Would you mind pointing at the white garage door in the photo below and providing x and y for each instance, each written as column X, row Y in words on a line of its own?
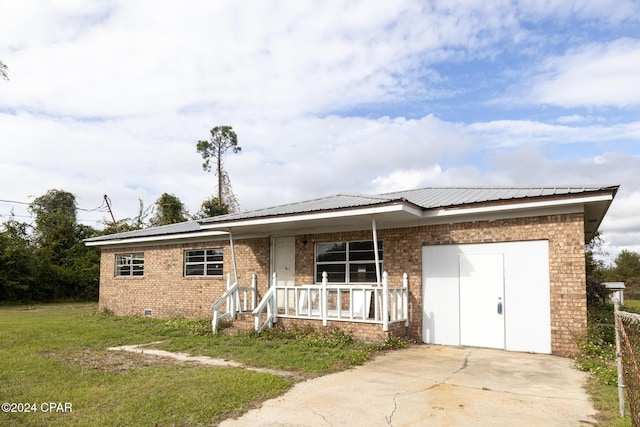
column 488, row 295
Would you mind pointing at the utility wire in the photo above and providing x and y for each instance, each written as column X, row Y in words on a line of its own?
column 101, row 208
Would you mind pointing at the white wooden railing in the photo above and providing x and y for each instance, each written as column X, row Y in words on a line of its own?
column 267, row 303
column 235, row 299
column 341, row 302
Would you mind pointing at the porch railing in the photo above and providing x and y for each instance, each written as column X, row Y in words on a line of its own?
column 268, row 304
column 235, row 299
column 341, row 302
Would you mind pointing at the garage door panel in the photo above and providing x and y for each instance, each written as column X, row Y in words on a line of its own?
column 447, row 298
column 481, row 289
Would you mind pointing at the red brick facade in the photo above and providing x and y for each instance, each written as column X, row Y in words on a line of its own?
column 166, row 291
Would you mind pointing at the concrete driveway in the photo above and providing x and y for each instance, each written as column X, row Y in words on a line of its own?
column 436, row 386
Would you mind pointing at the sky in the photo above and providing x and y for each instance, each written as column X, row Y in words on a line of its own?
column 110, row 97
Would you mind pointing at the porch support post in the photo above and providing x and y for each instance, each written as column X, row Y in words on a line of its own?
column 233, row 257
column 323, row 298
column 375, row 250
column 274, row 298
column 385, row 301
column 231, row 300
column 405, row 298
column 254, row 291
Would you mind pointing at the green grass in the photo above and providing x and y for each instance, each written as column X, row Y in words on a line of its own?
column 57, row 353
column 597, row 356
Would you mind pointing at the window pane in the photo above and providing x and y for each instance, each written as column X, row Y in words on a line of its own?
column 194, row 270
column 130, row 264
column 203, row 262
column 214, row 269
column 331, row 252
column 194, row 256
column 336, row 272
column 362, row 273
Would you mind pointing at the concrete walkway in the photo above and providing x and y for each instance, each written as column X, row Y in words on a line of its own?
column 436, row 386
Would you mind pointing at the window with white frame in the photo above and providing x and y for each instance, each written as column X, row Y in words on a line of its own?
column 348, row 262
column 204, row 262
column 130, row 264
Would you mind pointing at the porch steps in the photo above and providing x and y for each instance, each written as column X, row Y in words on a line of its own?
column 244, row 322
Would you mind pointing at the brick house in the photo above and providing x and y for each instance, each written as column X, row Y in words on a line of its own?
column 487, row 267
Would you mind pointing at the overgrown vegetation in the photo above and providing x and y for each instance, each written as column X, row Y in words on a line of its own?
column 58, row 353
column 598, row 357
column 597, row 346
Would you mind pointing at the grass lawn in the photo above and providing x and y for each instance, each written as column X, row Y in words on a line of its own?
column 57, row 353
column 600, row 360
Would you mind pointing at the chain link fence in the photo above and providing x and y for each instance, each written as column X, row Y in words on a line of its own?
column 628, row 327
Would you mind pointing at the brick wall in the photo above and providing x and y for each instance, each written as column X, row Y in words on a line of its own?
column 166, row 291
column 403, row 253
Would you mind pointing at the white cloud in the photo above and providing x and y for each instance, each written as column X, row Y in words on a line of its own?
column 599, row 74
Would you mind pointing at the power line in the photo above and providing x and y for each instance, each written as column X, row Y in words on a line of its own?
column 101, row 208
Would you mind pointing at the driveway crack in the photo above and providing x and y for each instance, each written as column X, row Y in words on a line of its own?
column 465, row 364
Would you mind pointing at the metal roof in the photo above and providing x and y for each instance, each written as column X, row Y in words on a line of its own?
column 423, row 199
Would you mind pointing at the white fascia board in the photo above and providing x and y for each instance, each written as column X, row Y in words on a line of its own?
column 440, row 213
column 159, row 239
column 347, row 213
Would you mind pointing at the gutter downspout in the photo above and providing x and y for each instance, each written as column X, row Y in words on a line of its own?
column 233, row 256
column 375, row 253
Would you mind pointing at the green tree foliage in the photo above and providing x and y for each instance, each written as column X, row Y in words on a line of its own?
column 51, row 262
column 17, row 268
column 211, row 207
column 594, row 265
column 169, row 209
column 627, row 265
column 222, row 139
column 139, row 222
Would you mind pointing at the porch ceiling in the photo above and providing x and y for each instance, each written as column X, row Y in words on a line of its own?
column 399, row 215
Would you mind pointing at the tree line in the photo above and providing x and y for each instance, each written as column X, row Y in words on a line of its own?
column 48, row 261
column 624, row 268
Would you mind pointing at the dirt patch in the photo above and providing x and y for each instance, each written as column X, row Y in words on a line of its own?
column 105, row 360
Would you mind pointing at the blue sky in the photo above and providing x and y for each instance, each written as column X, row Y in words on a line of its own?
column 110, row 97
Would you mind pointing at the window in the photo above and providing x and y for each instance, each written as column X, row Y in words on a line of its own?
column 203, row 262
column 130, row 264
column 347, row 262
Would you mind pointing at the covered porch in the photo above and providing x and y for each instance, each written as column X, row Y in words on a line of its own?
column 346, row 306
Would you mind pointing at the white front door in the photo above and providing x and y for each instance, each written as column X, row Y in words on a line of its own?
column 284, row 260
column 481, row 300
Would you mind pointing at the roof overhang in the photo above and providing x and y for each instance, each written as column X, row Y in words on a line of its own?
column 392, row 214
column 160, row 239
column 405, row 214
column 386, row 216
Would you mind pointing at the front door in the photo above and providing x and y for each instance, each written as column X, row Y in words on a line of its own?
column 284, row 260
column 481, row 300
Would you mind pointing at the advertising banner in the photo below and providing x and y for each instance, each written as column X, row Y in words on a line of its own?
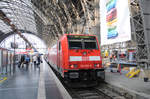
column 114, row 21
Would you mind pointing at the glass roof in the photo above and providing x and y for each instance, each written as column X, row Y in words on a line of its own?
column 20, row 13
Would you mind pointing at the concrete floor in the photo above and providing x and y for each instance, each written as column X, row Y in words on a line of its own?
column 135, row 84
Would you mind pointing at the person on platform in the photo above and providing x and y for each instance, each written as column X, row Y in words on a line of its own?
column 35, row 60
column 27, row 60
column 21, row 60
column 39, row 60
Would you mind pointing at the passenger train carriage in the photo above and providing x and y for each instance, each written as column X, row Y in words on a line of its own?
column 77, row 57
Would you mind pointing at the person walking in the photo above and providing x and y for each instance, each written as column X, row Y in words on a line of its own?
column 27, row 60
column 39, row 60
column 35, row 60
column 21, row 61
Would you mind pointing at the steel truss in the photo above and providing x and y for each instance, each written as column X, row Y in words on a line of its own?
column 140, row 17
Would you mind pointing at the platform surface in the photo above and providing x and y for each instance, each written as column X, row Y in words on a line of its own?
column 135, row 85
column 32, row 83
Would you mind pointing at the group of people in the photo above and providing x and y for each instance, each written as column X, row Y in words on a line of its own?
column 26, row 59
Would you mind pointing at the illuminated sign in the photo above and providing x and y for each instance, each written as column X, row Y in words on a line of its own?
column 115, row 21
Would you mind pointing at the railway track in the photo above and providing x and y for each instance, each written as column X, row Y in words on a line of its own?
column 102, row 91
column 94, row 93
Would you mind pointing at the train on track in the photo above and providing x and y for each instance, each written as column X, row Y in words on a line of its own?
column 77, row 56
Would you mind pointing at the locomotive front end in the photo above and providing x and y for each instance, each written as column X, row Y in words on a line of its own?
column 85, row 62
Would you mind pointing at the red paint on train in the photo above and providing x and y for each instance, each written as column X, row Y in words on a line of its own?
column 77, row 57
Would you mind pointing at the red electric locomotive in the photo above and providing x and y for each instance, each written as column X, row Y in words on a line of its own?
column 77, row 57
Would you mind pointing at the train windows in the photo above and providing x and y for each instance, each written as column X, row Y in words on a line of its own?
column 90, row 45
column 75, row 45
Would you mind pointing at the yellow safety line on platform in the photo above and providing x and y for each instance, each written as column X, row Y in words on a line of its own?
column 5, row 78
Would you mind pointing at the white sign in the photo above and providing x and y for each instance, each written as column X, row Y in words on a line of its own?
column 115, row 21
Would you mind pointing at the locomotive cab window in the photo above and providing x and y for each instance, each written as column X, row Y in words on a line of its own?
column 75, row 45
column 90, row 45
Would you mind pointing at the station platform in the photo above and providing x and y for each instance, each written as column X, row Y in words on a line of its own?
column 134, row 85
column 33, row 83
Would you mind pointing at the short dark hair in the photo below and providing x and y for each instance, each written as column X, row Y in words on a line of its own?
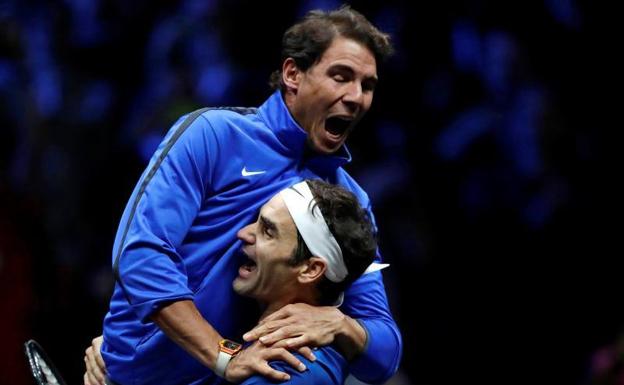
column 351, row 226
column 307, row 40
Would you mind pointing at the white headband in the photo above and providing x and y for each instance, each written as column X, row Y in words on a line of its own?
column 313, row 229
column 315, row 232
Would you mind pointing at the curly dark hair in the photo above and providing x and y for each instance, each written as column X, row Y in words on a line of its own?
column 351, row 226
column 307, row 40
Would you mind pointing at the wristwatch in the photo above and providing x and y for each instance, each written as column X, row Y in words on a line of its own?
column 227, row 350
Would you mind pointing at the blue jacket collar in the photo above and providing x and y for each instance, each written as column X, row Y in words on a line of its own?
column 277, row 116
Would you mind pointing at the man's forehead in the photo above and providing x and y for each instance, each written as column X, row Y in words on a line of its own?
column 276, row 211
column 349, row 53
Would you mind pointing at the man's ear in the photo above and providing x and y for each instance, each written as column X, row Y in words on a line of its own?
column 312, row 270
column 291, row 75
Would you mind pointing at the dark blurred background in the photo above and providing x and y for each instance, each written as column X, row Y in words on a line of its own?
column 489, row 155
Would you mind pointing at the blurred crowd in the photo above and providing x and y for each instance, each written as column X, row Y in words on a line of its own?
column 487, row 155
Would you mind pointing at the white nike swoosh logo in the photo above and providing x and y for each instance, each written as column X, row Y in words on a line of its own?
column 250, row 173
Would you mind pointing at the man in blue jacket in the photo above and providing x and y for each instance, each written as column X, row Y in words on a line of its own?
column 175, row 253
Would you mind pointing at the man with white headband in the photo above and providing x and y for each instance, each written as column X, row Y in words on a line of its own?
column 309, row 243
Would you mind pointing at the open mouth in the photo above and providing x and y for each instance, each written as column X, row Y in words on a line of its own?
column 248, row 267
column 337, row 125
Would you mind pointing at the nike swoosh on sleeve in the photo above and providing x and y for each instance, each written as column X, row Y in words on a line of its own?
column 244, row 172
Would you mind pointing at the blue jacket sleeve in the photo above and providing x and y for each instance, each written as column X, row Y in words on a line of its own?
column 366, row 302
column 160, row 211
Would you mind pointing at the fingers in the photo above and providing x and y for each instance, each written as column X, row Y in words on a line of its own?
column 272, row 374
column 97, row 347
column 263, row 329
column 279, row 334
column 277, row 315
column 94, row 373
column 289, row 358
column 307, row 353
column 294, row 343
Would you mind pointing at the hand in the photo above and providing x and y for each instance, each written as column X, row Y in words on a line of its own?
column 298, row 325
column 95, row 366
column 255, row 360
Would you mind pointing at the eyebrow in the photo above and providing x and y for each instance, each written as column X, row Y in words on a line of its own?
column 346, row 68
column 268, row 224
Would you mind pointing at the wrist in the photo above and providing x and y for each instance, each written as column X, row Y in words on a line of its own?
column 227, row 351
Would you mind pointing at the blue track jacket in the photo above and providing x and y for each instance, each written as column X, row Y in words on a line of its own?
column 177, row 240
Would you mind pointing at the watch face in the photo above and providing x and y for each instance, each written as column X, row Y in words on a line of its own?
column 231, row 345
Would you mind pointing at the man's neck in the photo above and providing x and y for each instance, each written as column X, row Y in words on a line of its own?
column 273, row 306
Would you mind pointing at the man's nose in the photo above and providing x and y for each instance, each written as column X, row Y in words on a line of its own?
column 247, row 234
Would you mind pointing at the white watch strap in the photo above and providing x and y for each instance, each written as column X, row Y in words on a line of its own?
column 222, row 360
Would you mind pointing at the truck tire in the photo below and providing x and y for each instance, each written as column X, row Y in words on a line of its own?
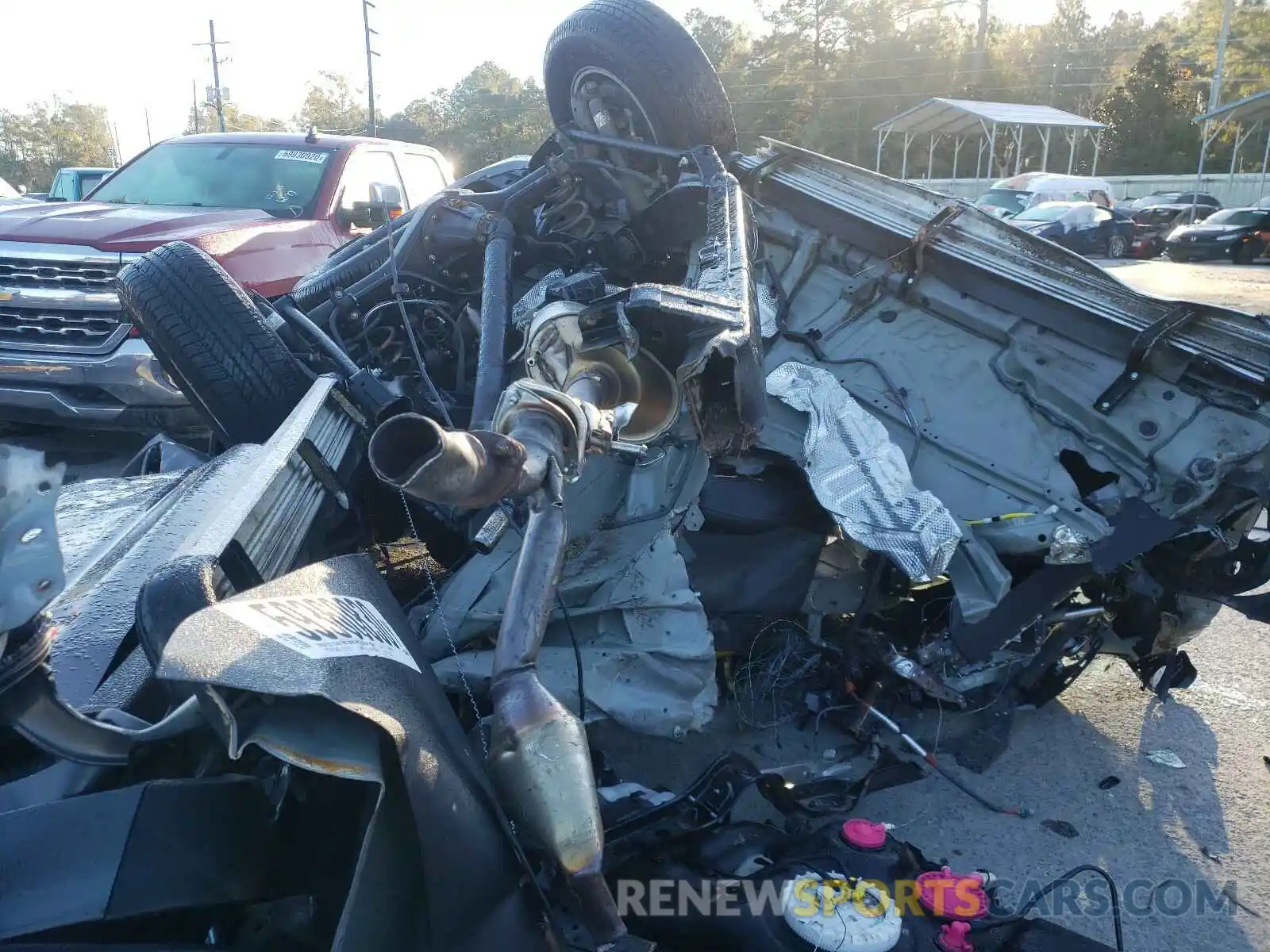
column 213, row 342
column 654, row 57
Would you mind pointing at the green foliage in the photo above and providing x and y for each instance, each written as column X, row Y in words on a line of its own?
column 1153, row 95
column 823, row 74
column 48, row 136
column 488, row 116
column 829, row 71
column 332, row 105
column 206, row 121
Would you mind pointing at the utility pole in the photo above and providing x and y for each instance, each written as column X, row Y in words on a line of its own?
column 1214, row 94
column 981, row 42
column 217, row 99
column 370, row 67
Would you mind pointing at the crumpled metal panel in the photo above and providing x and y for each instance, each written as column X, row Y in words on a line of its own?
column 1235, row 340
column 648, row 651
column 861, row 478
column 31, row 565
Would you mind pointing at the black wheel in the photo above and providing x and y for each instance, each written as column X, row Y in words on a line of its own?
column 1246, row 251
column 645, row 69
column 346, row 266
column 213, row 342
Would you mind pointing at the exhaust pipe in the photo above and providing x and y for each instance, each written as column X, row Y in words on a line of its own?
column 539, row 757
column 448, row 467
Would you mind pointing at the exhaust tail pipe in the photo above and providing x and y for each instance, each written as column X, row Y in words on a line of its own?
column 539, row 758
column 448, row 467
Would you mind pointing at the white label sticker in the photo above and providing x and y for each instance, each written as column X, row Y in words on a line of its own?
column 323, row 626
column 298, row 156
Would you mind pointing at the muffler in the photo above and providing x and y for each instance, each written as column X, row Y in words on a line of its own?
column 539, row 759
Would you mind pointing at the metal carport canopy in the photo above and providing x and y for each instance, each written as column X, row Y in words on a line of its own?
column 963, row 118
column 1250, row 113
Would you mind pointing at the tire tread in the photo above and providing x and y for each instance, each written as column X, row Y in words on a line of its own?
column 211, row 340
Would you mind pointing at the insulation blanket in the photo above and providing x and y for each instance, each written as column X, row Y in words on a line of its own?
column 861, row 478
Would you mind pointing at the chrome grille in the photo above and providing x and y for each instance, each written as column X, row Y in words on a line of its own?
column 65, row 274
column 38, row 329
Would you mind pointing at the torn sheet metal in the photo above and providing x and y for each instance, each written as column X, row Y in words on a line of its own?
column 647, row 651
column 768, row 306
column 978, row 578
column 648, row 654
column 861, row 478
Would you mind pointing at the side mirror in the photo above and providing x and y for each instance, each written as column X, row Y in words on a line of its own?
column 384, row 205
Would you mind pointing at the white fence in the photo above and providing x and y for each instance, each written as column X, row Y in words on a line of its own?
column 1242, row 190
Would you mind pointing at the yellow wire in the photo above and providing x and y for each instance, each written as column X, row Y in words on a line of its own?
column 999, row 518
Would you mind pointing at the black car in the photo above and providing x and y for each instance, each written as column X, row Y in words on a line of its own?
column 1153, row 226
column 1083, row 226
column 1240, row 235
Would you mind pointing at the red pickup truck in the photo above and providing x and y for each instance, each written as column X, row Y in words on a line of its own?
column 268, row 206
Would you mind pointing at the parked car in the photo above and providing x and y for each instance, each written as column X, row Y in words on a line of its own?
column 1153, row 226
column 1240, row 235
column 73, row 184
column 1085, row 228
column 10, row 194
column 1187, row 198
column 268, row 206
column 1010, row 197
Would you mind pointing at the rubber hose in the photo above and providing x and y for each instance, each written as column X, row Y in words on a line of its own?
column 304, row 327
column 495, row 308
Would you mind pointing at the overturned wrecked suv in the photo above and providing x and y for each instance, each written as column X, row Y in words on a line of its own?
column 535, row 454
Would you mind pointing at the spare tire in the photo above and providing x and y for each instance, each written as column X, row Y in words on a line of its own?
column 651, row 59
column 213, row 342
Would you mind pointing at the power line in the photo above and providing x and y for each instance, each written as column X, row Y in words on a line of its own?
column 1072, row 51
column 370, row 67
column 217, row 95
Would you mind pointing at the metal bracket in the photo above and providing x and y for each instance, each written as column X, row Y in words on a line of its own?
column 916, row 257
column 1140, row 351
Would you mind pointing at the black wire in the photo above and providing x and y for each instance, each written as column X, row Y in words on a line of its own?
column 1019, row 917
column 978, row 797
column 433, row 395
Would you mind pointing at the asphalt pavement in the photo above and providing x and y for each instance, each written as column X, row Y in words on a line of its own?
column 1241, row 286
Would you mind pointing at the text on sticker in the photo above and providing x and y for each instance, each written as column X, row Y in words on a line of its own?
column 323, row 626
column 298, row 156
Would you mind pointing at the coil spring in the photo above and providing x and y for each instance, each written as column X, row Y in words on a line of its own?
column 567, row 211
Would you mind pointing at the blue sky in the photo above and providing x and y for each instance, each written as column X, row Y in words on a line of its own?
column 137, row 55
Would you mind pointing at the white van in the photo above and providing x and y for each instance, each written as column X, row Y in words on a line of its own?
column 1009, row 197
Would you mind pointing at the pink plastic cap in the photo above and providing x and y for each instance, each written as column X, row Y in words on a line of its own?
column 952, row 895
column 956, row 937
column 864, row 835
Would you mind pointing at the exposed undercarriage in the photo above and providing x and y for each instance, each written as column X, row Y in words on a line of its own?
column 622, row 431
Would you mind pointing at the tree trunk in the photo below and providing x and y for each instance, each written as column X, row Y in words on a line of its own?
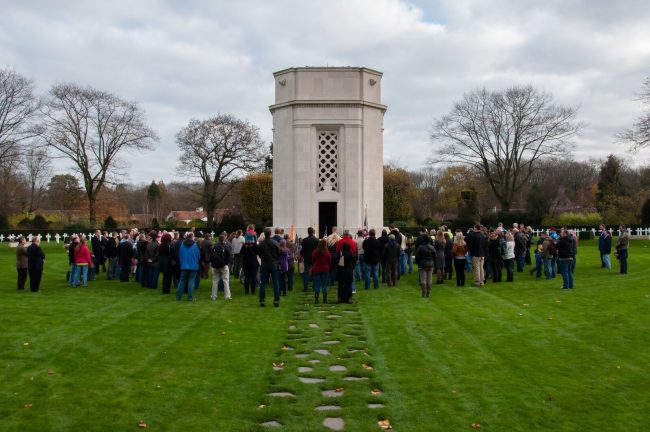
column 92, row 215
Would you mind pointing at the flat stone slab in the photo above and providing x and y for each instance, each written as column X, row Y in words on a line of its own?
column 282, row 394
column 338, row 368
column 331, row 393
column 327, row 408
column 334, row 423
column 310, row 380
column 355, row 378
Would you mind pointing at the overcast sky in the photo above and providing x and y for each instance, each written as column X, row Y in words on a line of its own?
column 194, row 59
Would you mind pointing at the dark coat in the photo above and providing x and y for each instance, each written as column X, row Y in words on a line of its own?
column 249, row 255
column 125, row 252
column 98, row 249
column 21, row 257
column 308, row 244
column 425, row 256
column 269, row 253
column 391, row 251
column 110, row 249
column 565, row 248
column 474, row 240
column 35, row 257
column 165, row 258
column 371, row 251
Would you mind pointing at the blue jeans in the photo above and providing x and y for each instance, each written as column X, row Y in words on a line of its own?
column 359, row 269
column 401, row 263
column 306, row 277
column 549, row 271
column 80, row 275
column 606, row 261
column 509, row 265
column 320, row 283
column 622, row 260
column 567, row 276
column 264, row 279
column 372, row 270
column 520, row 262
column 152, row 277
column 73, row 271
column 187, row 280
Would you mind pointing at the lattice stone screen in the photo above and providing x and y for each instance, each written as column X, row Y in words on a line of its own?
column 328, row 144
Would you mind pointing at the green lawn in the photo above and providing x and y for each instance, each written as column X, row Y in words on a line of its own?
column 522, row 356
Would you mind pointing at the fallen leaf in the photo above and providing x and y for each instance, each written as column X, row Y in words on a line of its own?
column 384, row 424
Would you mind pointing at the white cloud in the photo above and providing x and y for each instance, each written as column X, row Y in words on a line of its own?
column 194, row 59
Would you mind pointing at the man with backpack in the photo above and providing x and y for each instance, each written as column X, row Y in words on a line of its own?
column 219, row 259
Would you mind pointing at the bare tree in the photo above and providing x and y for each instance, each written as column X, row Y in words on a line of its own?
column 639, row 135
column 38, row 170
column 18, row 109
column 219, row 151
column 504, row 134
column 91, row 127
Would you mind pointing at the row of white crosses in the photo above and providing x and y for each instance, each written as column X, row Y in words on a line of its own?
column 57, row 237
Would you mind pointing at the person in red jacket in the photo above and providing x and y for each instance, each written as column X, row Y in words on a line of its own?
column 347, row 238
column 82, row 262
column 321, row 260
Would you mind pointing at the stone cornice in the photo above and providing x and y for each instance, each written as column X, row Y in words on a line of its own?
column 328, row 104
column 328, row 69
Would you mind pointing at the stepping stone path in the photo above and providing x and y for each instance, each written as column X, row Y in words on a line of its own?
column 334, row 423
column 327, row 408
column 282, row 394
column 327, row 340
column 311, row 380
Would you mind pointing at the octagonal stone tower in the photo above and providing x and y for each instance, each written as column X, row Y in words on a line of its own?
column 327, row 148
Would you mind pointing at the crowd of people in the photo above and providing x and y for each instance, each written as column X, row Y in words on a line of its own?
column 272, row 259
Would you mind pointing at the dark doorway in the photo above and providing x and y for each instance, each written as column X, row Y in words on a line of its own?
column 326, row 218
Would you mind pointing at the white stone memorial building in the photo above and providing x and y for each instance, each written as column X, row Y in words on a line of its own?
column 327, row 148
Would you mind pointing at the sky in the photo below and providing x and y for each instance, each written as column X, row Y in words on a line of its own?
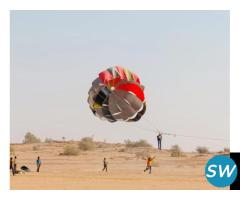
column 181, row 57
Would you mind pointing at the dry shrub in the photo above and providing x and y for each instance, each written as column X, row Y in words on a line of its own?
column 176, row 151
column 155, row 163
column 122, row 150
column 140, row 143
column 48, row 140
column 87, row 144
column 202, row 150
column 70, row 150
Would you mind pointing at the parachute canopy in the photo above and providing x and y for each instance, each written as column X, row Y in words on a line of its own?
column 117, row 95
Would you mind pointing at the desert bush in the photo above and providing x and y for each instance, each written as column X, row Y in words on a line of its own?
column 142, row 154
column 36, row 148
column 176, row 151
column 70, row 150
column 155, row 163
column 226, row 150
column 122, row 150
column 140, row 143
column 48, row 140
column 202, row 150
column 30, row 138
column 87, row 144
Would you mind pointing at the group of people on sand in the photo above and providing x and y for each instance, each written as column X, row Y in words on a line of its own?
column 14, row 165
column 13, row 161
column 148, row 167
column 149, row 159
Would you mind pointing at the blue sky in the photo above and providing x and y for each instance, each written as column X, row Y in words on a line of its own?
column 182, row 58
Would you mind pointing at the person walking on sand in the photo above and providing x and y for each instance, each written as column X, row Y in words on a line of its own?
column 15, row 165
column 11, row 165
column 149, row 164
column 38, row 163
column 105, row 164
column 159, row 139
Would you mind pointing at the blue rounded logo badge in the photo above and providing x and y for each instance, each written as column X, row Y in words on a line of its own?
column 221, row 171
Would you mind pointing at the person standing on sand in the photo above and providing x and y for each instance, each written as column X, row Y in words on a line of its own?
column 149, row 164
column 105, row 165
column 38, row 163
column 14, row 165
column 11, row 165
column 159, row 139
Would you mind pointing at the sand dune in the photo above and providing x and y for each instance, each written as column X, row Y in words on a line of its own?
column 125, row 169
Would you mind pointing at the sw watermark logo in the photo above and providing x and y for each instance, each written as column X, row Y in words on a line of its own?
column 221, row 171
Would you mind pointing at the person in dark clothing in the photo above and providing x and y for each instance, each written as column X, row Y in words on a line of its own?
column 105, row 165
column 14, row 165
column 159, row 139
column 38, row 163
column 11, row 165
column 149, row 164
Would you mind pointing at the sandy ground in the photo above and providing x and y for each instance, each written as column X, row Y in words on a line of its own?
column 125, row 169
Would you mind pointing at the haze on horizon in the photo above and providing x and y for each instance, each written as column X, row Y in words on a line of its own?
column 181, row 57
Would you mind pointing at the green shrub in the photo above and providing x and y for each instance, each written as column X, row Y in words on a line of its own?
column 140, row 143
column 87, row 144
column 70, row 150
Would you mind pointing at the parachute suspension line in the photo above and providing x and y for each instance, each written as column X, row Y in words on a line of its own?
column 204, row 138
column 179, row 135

## Objective
Return verbatim the lines of the listing above that begin at the line containing "Would you mind pointing at the blue jacket sleeve" and stop after the line containing "column 160, row 211", including both endpoints.

## Exercise result
Would you mind pointing at the blue jacket sleeve in the photo above and providing x and y for each instance, each written as column X, row Y in words on a line of its own?
column 366, row 302
column 160, row 211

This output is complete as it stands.